Copy every line of the item below word for word, leaving the picture out of your answer.

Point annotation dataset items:
◆ ◆ ◆

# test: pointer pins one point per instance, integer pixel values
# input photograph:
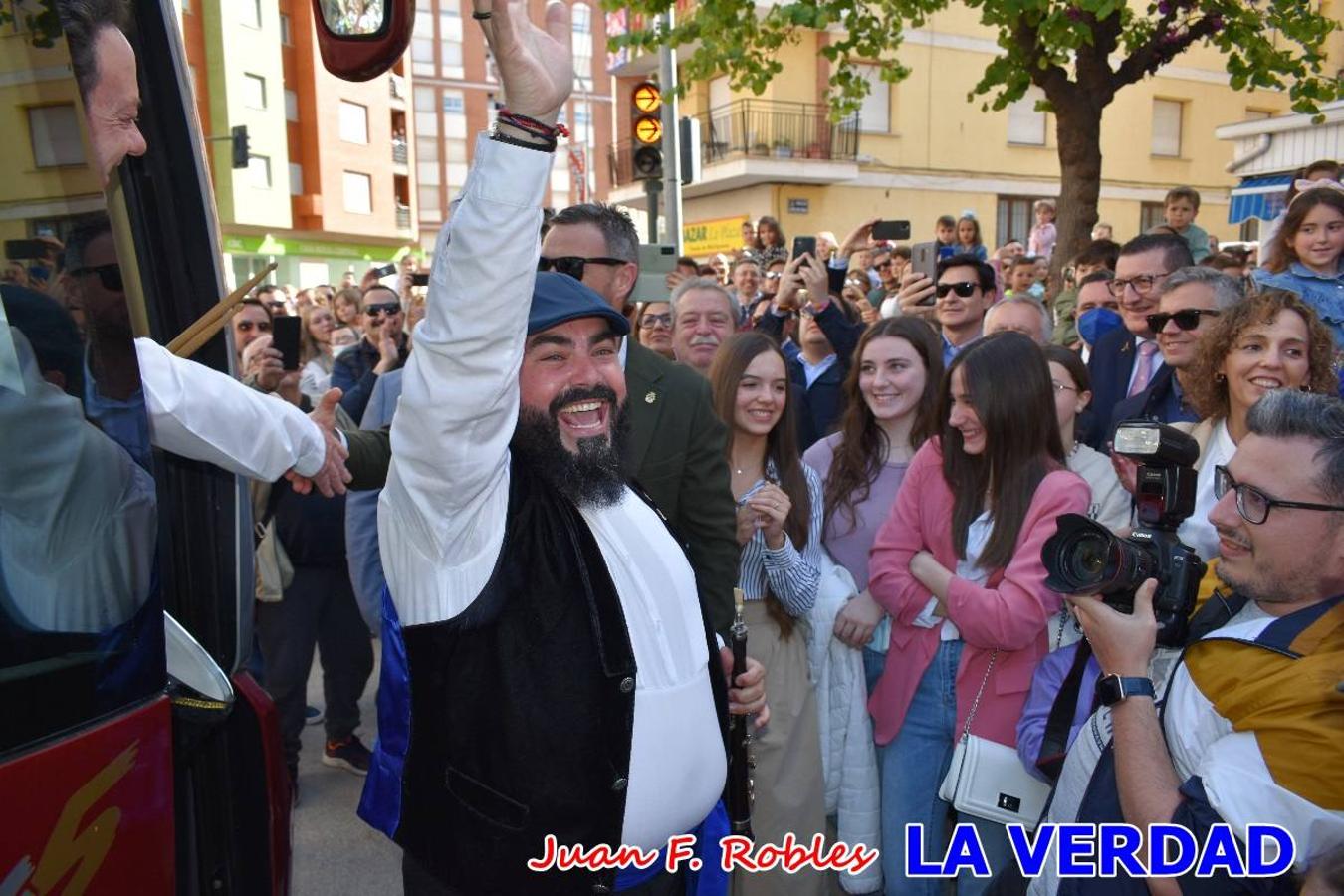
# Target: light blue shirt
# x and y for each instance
(1323, 292)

◆ ◆ ◆

> [Completed exercise]:
# test: pointer pins one point per instance, integer pixel values
# input photograph:
# Target: light blue shirt
# x and y for each instance
(1323, 292)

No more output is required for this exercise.